Poor Max is left to stand uncomfortably by the door, unwelcome and completely unacknowledged by Lorelai and Emily while they have their fight. It’s an inauspicious meeting with his prospective mother-in-law, and demonstrates he is little more than a sideshow in Lorelai’s life.
RORY: I called the Sunnyside home. Do they need any volunteers? And believe it or not, they don’t, but they do need an accordion player for their Friday night polka party.
Sunnyside Nursing Centers are a chain of aged care nursing and rehabilitation homes in the United States. In real life, there is more than one Sunnyside nursing home in the Wallingford area, where Stars Hollow appears to be located, although none of them are actually called The Sunnyside Home (that may just be what people in Stars Hollow call it, rather than its actual name).
Apart from trying the Fireflies and Sunnyside, Rory also calls the Stars Hollow library, which apparently only has twelve books (surely an exaggeration), and the Chilton tutoring program, who are just taking names at present.
Rory seems to have amassed an enormous amount of brochures for various organisations within a few hours, late in the day. How she managed to do this is something of a mystery
RORY: I called the Fireflies. Do they need troop leaders? Yes. Good, I’ll be a troop leader. Great. The only catch is, it’s summer. Camping season. I need wilderness skills. Why did you never take me camping?
LORELAI: Camping? Are you kidding? I couldn’t get you to step on wet grass until you were three.
The Fireflies are a fictional organisation, perhaps based on the Camp Fire Girls, founded in 1910 as a sister organisation to the Boy Scouts of America. In 1975 it became for both boys and girls, and is now just called Camp Fire. It teaches camping and wilderness skills, just like the Fireflies, and Lauren Graham was a member when she was young. In real life, there are no Camp Fire groups in Connecticut.
The 1997 black comedy film Wag the Dog , with screenplay by Amy Sherman-Palladino’s favourite playwright, David Mamet, uses The Firefly Girls as a replacement for the Camp Fire Girls. This could be an homage (and a slightly naughty one, as in the film the young Firefly Girl receives inappropriate advances from the President in the Oval Office).

Data for analysis →
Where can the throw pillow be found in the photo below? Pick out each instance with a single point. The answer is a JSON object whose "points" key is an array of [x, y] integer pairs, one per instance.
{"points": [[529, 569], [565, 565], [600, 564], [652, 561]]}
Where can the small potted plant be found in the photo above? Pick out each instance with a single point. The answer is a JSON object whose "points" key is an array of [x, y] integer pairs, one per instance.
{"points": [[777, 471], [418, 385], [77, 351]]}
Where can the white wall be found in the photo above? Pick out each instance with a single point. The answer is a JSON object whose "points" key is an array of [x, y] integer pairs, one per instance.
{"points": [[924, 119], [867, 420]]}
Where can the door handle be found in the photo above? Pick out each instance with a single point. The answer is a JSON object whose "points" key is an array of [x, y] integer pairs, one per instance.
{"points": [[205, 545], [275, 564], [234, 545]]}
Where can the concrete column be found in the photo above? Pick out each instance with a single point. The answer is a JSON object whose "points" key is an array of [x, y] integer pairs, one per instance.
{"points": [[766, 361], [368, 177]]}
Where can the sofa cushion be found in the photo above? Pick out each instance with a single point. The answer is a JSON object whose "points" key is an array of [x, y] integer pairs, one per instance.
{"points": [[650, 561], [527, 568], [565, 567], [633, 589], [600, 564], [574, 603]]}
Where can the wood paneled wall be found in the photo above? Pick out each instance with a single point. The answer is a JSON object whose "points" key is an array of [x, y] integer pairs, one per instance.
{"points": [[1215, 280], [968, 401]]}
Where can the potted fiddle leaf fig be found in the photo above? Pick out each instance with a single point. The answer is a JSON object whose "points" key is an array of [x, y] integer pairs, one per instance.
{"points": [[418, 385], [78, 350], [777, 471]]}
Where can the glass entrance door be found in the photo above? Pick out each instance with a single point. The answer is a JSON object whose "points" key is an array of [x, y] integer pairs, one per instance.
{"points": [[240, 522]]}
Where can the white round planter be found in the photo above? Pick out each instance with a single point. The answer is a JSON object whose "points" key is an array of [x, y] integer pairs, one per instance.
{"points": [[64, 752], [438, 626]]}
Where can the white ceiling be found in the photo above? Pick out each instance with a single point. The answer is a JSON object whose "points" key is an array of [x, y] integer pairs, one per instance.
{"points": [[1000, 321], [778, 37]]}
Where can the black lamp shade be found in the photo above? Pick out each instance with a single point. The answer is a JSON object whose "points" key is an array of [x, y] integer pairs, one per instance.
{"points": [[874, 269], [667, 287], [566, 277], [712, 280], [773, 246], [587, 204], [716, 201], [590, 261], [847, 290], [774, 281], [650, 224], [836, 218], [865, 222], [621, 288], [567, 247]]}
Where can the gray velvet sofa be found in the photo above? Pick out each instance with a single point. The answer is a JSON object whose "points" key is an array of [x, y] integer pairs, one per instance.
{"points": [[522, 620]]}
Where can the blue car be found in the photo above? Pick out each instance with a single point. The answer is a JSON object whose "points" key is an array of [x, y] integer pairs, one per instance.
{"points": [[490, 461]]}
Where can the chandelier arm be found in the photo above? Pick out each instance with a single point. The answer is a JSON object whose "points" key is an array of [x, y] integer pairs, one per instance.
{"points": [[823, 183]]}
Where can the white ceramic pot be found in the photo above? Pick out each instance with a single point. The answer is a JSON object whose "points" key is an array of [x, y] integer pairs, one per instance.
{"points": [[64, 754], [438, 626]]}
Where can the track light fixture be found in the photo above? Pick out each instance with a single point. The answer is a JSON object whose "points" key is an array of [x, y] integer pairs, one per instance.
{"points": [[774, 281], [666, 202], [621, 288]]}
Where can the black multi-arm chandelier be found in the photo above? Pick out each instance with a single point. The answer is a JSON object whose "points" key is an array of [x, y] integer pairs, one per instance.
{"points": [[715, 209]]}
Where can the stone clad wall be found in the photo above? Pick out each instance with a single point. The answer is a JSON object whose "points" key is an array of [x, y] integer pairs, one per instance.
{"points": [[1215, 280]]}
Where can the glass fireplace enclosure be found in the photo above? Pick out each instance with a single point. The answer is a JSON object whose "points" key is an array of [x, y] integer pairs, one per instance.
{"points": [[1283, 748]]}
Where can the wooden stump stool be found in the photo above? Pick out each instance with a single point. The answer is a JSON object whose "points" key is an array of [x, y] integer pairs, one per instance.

What you need to do →
Decide whether each statement agrees with the text about Rory's calls. Answer yes or no for each, and quote the words of the text that decide it.
1. The Stars Hollow library apparently has only twelve books.
2. Camp Fire groups exist in Connecticut.
3. The Sunnyside home needs volunteers.
You can leave the lines aside.

Response area →
1. Yes: "which apparently only has twelve books"
2. No: "In real life, there are no Camp Fire groups in Connecticut."
3. No: "Do they need any volunteers? And believe it or not, they don’t"